==== Material provided ====

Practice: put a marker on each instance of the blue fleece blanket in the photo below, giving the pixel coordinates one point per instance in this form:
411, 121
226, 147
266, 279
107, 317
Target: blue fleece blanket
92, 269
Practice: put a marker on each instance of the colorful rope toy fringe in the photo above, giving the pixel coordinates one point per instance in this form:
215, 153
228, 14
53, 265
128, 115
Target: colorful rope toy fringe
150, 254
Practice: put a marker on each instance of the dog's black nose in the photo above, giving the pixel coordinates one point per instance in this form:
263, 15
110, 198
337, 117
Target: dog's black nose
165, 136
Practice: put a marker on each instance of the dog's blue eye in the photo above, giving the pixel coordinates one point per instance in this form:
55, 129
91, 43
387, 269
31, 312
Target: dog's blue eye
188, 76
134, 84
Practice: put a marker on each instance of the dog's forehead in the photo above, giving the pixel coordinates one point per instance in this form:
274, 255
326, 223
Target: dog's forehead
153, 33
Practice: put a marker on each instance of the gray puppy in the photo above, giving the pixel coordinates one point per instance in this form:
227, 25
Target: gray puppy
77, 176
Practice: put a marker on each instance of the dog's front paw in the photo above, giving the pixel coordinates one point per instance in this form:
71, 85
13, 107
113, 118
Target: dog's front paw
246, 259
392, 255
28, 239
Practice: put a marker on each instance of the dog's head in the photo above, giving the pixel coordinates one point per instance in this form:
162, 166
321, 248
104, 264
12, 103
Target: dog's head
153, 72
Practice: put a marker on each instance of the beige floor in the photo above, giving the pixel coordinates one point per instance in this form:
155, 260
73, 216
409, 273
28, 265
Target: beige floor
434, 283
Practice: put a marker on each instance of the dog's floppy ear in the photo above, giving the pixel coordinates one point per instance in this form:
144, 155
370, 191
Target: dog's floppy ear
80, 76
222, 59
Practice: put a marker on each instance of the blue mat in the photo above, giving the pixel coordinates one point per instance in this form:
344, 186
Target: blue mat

====

• Task brief
Every line above that carries the string "photo" should be copied.

• Exercise result
Practice: put a marker on each instance of the blue fleece blanket in the photo below, giving the pixel coordinates one point per instance in this form:
Practice: put a marker on each instance of the colorful rope toy fringe in the photo above, giving the pixel coordinates one point per instance in this form:
Practice: put a marker on each instance of the dog's black nose in the photo above, giving the pixel coordinates one point per instance in this form:
Practice: put a marker on each instance of the dog's blue eye in the photo above, giving the pixel coordinates one point per instance in this form:
Practice: put a marker on each instance of the dog's forehead in the photo above, giving the pixel coordinates one point per instance in this form:
Practice: put a marker on each instance of the gray puppy in the photo above, giving the pixel coordinates one point per instance in this form:
Practice: put a marker on each instance of the dog's front paw in the photo above, giving the pixel coordinates one point per instance in this form:
Practice: put a marker on each instance of the dog's head in the photo above, giving the pixel coordinates one point per instance in this form:
Practice: put a marker on each instance of the beige floor in the photo above, giving the pixel coordinates one point per instance in this form:
Practice: put a marker on each instance of the dog's floppy ear in the photo above, giving the pixel coordinates one point per instance in this form:
Practice: put a marker on each instance of the blue mat in the photo above, giving the pixel coordinates one point per instance in this form:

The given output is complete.